> **Items from a data source**
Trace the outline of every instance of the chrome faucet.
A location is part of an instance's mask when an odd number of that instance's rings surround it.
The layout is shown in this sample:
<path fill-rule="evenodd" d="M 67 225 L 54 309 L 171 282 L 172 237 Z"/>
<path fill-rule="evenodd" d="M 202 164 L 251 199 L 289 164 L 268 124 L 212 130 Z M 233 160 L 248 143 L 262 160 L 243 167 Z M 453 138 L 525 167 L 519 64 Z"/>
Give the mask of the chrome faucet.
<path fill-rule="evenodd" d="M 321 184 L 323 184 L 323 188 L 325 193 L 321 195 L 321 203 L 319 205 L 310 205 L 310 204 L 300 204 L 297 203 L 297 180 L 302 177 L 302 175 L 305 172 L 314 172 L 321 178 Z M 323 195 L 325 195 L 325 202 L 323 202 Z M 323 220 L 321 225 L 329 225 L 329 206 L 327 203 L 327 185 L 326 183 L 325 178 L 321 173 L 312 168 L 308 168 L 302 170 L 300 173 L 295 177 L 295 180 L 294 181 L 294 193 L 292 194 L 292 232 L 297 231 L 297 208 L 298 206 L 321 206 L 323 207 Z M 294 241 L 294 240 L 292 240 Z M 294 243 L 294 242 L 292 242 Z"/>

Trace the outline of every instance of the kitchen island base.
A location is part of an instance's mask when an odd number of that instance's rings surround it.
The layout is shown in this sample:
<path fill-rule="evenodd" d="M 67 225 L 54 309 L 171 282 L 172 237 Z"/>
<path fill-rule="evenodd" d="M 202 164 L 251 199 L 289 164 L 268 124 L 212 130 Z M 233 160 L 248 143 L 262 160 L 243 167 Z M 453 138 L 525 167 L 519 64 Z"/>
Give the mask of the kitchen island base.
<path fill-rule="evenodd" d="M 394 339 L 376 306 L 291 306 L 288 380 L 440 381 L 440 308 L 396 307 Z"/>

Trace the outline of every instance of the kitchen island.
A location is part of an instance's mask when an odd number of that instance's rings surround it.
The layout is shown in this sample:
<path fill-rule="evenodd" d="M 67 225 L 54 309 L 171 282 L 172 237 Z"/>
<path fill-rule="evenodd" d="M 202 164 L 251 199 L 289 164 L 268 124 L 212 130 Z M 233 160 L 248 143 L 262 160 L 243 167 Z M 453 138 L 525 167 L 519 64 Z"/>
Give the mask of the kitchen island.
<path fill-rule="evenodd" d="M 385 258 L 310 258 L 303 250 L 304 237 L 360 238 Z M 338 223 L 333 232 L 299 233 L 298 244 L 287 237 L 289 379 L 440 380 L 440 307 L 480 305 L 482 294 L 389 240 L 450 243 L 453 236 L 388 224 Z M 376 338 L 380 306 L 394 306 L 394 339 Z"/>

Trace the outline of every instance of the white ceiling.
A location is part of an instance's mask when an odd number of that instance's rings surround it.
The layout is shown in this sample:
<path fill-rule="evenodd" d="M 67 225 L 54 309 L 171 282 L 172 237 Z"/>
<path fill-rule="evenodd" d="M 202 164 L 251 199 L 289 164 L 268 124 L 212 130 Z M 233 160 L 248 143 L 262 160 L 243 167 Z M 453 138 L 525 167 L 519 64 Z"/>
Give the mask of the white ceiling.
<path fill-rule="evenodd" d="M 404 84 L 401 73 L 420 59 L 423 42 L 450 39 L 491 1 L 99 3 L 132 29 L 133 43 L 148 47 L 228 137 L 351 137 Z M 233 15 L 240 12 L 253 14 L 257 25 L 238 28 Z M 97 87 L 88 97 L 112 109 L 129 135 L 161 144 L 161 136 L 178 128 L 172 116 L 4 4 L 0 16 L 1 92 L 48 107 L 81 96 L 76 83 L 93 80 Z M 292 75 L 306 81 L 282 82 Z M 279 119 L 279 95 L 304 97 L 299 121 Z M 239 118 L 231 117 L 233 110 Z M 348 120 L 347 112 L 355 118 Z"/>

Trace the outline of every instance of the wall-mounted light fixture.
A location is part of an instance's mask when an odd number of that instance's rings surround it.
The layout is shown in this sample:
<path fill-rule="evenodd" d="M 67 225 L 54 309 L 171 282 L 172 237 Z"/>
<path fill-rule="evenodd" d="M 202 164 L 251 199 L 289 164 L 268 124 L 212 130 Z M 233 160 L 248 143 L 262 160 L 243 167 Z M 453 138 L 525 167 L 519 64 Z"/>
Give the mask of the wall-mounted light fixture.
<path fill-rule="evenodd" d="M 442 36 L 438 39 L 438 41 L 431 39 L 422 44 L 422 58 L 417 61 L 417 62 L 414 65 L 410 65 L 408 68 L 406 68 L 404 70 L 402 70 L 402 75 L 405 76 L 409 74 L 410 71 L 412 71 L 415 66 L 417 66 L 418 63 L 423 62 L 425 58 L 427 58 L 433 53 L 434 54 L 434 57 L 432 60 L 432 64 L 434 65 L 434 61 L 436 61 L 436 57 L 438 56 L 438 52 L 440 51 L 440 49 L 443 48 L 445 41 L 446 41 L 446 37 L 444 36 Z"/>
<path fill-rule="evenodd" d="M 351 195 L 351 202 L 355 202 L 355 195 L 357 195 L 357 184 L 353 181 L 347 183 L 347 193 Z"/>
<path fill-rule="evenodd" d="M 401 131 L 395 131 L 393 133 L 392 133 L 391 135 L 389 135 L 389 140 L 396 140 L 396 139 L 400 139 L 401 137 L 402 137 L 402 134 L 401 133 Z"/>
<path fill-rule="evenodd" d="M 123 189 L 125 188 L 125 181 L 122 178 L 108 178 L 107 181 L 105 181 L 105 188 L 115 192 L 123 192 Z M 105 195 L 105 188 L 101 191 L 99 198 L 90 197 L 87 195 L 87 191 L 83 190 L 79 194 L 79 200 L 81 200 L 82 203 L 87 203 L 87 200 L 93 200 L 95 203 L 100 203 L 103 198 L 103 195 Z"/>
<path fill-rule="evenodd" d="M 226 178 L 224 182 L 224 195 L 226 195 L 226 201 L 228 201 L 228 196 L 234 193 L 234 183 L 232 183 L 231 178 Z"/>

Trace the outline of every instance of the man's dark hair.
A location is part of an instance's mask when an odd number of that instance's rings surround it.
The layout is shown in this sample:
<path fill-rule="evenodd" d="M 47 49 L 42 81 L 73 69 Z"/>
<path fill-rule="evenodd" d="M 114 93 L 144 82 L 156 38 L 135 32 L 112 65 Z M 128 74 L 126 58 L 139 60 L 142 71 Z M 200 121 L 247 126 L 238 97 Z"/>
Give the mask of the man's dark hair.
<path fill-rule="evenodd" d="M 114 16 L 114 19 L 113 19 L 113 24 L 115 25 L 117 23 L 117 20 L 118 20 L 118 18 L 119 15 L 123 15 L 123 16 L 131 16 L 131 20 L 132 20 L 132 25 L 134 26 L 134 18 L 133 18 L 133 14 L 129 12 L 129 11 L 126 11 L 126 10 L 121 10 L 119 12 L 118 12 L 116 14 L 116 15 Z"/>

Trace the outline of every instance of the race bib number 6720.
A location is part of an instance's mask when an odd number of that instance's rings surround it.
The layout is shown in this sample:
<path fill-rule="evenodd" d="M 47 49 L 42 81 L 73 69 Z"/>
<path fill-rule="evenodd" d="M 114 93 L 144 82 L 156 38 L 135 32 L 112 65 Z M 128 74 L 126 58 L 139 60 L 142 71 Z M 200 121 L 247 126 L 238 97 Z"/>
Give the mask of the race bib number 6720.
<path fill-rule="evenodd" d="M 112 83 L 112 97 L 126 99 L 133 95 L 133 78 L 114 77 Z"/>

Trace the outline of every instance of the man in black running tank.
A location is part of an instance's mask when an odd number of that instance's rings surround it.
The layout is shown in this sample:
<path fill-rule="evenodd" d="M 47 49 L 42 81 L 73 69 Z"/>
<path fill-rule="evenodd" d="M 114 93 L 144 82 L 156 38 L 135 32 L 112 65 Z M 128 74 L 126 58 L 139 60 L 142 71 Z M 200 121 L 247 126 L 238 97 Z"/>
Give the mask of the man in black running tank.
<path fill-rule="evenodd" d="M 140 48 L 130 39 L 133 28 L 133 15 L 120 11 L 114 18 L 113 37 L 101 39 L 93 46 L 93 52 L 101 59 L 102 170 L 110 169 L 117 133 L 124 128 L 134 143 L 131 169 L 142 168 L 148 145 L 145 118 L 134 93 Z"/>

> **Work to do**
Every line from the one containing "Trace the outline of every instance of the man in" through the last line must be copied exactly; leave out the rest.

> **Full answer**
Trace the outline of every instance of the man in black running tank.
A location is part of an instance's mask when an odd number of that instance's rings surround it.
The layout is shown in this sample:
<path fill-rule="evenodd" d="M 47 49 L 42 81 L 73 69 Z"/>
<path fill-rule="evenodd" d="M 114 93 L 144 82 L 156 38 L 135 32 L 112 65 Z M 128 74 L 126 58 L 139 60 L 142 71 Z M 200 121 L 247 126 L 238 97 Z"/>
Give the mask of the man in black running tank.
<path fill-rule="evenodd" d="M 140 48 L 130 39 L 133 28 L 133 15 L 120 11 L 114 18 L 113 37 L 101 39 L 93 46 L 93 52 L 101 59 L 102 170 L 110 169 L 117 133 L 124 128 L 134 143 L 131 169 L 142 168 L 148 145 L 145 118 L 134 93 Z"/>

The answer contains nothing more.